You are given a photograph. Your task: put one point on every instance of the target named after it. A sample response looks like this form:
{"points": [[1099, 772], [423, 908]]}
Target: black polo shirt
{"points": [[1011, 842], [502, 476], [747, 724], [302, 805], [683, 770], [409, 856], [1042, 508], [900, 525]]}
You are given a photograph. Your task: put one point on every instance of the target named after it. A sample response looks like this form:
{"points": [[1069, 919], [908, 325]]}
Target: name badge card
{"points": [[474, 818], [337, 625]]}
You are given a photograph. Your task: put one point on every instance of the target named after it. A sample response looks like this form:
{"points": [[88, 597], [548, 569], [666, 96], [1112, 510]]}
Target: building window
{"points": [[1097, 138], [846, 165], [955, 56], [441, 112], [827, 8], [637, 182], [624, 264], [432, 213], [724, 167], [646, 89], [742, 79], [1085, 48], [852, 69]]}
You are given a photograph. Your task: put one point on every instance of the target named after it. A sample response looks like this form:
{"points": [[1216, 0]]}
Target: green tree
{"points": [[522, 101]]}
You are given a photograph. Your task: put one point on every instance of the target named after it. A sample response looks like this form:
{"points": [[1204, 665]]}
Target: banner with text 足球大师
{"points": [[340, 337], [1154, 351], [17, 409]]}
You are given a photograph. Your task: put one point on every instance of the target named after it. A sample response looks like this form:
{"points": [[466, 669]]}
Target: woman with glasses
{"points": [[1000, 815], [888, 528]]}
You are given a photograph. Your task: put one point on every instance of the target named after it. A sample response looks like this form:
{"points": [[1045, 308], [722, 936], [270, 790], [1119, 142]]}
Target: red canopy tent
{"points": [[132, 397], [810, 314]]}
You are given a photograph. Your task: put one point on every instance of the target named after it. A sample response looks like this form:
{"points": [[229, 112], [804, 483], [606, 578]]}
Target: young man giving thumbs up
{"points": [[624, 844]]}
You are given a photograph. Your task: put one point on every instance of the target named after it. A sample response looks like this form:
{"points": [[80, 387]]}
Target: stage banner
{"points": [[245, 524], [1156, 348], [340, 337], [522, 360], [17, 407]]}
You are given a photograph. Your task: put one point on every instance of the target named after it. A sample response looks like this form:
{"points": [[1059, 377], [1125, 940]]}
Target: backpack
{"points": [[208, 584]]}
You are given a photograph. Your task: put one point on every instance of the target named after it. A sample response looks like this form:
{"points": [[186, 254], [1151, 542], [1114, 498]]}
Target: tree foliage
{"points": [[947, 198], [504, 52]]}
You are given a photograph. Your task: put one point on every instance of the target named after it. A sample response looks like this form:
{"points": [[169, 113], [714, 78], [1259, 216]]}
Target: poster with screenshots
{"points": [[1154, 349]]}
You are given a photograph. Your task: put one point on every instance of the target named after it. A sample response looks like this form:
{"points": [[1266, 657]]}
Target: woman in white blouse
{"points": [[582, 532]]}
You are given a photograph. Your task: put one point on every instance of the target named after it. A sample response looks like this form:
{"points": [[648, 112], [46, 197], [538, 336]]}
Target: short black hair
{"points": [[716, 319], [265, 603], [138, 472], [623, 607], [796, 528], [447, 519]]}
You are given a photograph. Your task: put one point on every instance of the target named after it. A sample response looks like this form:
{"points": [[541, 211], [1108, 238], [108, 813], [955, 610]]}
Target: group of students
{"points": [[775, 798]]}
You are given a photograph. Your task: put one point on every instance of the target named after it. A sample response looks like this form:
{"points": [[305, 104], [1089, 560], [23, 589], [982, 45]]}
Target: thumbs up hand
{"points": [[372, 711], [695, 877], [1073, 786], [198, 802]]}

=-=-=

Brief —
Restate all the material exactly, word for word.

Result for this exercise —
You are given a photograph. Your task: put one point on every instance of the target named after it. A sample response looks like this form:
{"points": [[1099, 772], [423, 908]]}
Target: black polo shirt
{"points": [[1011, 842], [502, 476], [747, 724], [302, 805], [683, 770], [409, 856], [1042, 508], [900, 525]]}
You are given a photograph. Your task: put one point on every instance of the target named after it. A sample response looks like this form:
{"points": [[1069, 919], [908, 325]]}
Target: name badge card
{"points": [[474, 818], [337, 625]]}
You are given a photograph. Your task: put one point on every instance of the target named after it. A sample response looks like this form:
{"points": [[88, 597], [548, 569], [666, 96], [1112, 510]]}
Target: building window
{"points": [[1097, 138], [846, 165], [955, 56], [441, 112], [827, 8], [637, 182], [624, 264], [432, 213], [724, 167], [646, 89], [742, 79], [1085, 48], [852, 69]]}
You are given a photograph. Your task: put one point on every instance of the target named after it. A sample response looks like this form:
{"points": [[1216, 0]]}
Target: green tree
{"points": [[522, 101]]}
You are given a photograph. Your task: put one point on every instance of the target named after it. A sample response looks like this form:
{"points": [[1204, 665]]}
Target: banner with text 足球大师
{"points": [[340, 337], [1154, 351], [17, 409]]}
You are given a photograph. Your task: put one point on every instance of the target named after it. A sample response looks like this form:
{"points": [[466, 669]]}
Target: woman with glasses
{"points": [[1000, 815], [888, 528]]}
You are given a photograph. Your task: put one point on every instance of the target named after it. A sample response looks like this form:
{"points": [[1045, 308], [722, 936], [270, 790], [1119, 142]]}
Target: red canopy tent
{"points": [[132, 397], [810, 314]]}
You are given a photograph. Your task: put one point on every instance of the target named after it. A sample response looks like this form:
{"points": [[229, 112], [804, 483], [606, 578]]}
Target: young man giving thumbs up
{"points": [[624, 844]]}
You are given a photograph. Your task: put one point on every instance of the target named after it. A sample response looks like this form:
{"points": [[80, 387]]}
Target: stage banner
{"points": [[245, 524], [1156, 348], [340, 337], [522, 360], [17, 407]]}
You are given a photograph. Your task: put one point on every instance of the target named after it. A sample response looks like this form:
{"points": [[1059, 377], [1125, 940]]}
Target: backpack
{"points": [[208, 584]]}
You are given a photograph. Your task: put one point on every instance of the target named after it. A sample response looks like this form:
{"points": [[186, 254], [1151, 542], [1114, 498]]}
Target: tree foliage
{"points": [[947, 198], [504, 52]]}
You are given a photograph. Your task: put one point on every instance of the target named after it. A sample response looks like this form:
{"points": [[169, 113], [714, 78], [1259, 216]]}
Target: poster with screenshots
{"points": [[1154, 349]]}
You are given a photograph. Your task: put one point on every instance of the target named after it. A sample response looks like this form:
{"points": [[1266, 657]]}
Target: woman in white blouse
{"points": [[582, 532]]}
You are given a photograph. Your task: put one point on every instance of the target named after it. A sample response looks like this form:
{"points": [[648, 112], [46, 197], [538, 336]]}
Target: short black hair
{"points": [[716, 319], [265, 603], [138, 472], [623, 607], [796, 528], [447, 519]]}
You are given a photograph. Your task: put one point on every instance of the target named after it. A sample response looks like this form:
{"points": [[541, 211], [1108, 238], [108, 813], [955, 610]]}
Target: group of students
{"points": [[775, 798]]}
You are given a photograph. Your task: put one point on every instance of the target named after it. A sample response looks like this form:
{"points": [[305, 104], [1089, 560], [23, 589], [982, 45]]}
Target: thumbs up hand
{"points": [[372, 711], [695, 877], [1073, 786], [198, 802]]}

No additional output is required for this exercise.